• **Work instruction**
Every entry below needs to be copied exactly.

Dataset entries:
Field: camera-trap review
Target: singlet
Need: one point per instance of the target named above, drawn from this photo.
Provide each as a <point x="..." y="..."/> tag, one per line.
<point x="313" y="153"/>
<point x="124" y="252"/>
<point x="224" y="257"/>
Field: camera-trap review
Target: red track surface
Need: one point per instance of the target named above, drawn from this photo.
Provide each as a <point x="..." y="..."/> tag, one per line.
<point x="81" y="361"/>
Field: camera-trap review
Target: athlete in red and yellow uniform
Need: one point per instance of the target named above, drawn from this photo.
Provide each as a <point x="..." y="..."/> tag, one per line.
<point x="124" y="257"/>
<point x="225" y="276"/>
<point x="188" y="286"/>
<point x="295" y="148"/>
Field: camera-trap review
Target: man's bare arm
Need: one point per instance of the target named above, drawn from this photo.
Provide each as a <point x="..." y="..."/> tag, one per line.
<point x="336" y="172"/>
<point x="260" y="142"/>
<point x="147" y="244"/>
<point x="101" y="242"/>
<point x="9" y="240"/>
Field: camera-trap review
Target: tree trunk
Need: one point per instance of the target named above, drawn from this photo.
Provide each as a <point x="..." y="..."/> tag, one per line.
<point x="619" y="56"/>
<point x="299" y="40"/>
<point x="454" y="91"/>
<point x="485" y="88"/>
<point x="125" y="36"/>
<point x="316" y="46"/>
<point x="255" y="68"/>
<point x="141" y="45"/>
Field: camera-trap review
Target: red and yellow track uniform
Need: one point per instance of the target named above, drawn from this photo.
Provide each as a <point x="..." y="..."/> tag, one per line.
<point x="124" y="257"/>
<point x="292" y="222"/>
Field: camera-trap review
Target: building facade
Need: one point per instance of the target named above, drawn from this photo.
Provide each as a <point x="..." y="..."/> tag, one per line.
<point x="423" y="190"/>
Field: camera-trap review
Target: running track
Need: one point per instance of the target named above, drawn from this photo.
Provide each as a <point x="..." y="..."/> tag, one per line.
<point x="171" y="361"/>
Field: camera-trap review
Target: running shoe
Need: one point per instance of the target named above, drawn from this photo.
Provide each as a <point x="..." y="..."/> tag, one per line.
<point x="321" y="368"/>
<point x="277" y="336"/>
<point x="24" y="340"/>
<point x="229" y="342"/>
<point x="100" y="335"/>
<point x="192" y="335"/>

• **Worked solution**
Field: camera-trap review
Target: singlet
Need: one point per instance of the target named above, drawn from this photo.
Provide each as a <point x="..." y="..."/> tag, one per line.
<point x="313" y="153"/>
<point x="124" y="252"/>
<point x="224" y="257"/>
Field: camera-trap review
Target: red track surface
Need: one point per instance of the target named above, drawn from this photo.
Provide each as a <point x="..." y="..."/> tag, one per line.
<point x="81" y="361"/>
Field: camera-trap review
Target: athlete in red and yellow uniform
Need: one point per instance of the target named above, drawn from this photo.
Provide each as a <point x="..." y="..."/> tag, one per line.
<point x="124" y="257"/>
<point x="225" y="276"/>
<point x="188" y="286"/>
<point x="295" y="148"/>
Field: camera-trap review
Target: man's bare arm
Need: one point per instance of the target named above, drawn from this photo.
Provide each as a <point x="..." y="..."/> tag, one per line.
<point x="336" y="172"/>
<point x="260" y="142"/>
<point x="147" y="244"/>
<point x="101" y="242"/>
<point x="9" y="240"/>
Field: camera-trap review
Target: tree trunk
Need: one point per instance of the target named above, drawn from this photo.
Provide each as a <point x="..." y="..."/> tag, one per line.
<point x="619" y="56"/>
<point x="299" y="40"/>
<point x="454" y="91"/>
<point x="485" y="88"/>
<point x="125" y="36"/>
<point x="316" y="46"/>
<point x="255" y="68"/>
<point x="141" y="45"/>
Field: camera-trap review
Target: red and yellow track uniform
Need: one point per instance of the target named above, drawn from this photo.
Provide each as a <point x="..." y="..."/> tag, one per line.
<point x="124" y="257"/>
<point x="292" y="222"/>
Field: camera-trap review
Target: building facade
Need: one point per instance of the target named above, drawn from this photo.
Provide each as a <point x="..." y="..."/> tag, one per line.
<point x="423" y="190"/>
Field: camera-trap review
Target: running track
Need: one point per instance of the target named above, drawn from this photo.
Provide each as a <point x="..." y="..."/> tag, one per line.
<point x="171" y="361"/>
Field: camera-trap review
Target: running shoe
Need: one point per instance of the target named above, drawn from this photo.
Provide each as a <point x="..." y="..."/> tag, one per line.
<point x="321" y="368"/>
<point x="277" y="336"/>
<point x="24" y="340"/>
<point x="229" y="342"/>
<point x="100" y="335"/>
<point x="192" y="335"/>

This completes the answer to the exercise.